• _PROBLEM REQUIREMENTS_:
Only the lines from the line holding "[locate] white truck" through the final line of the entries below are to be returned, exactly as they stand.

• _LISTED ENTRIES_:
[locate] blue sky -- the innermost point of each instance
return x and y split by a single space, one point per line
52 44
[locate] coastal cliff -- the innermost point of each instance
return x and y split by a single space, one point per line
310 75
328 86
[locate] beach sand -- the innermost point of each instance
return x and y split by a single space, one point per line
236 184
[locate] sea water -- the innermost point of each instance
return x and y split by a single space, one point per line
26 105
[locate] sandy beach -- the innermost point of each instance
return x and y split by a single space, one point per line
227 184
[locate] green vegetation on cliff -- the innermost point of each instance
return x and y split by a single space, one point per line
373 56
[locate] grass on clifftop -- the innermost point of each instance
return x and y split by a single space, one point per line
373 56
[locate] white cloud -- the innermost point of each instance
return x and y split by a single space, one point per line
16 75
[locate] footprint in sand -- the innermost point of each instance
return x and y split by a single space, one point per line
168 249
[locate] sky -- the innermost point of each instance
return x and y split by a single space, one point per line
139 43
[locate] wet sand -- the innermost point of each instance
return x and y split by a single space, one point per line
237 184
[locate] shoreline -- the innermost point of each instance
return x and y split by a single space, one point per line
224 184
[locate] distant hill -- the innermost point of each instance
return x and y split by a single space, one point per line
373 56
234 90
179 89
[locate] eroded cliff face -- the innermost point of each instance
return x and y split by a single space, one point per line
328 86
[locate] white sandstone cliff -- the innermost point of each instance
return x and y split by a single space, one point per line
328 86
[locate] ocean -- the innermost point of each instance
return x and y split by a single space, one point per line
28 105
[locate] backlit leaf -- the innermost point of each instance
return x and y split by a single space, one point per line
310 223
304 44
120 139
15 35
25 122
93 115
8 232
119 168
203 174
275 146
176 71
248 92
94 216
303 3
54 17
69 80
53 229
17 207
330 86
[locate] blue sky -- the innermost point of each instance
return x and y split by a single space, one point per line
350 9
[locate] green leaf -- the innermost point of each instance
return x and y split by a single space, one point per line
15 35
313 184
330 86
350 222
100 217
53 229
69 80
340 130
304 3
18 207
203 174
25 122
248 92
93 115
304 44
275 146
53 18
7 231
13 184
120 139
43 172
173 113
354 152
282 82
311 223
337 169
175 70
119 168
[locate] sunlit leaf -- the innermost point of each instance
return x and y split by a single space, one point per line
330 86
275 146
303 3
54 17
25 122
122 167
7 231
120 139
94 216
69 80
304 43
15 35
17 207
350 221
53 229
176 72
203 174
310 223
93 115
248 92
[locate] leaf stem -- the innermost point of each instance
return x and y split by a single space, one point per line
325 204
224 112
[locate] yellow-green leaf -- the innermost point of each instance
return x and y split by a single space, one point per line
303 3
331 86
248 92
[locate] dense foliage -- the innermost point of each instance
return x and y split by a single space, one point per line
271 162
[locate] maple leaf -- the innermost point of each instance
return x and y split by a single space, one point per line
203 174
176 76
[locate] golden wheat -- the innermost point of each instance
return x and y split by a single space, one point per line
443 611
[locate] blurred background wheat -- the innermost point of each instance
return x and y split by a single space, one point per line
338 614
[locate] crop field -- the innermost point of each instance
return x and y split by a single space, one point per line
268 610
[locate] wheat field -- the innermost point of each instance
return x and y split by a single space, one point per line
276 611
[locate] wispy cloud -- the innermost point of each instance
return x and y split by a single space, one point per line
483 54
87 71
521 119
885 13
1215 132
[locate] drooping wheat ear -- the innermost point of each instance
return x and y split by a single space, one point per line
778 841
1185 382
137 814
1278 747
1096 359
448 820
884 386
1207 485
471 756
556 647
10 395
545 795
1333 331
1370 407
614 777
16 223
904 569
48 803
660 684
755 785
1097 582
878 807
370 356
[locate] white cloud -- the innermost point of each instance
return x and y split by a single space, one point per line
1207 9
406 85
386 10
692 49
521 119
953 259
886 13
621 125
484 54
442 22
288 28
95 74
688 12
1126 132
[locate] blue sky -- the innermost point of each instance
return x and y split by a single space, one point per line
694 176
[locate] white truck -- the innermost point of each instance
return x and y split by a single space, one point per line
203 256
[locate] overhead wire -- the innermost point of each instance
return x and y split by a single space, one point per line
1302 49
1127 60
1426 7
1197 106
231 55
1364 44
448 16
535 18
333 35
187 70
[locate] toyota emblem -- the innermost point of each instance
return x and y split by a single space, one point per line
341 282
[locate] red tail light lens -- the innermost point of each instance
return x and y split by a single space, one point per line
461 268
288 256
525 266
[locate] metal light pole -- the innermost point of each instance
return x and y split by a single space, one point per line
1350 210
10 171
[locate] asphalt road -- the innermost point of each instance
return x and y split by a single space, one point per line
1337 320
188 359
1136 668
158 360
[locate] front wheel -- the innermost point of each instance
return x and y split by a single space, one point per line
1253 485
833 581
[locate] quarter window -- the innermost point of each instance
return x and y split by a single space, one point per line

• _WRITTEN SOLUTION_:
[locate] white truck -- the innermost point of each instance
return x and y split by a single space, one point per line
203 256
[locate] overhead wire -- the innermost point of each instance
return x and y split by a single space, one point per line
1302 49
1127 60
1426 7
1197 106
231 55
1364 44
448 16
535 18
333 35
187 70
[locate] toyota emblem -- the innermost point of each instance
return x and y split by a single space, one point per line
341 282
[locate] red tail light lens -- the innermost point of each instance
return x and y split by a single space, one point per line
461 268
288 256
525 266
[locate] metal light pole -- the innermost point of each instance
return x and y split by a single space, one point per line
1350 210
10 171
[locate] asphalt road -- the innermost point of each instance
return x and y split by a single space, one point per line
1337 320
188 359
1136 668
158 360
[locate] front wheel -- the innermost point of each instance
return x and y split by a single space, one point per line
1253 485
833 581
[locate] quarter window -- the innermost point of each instance
return x and y split by a single space, one point per line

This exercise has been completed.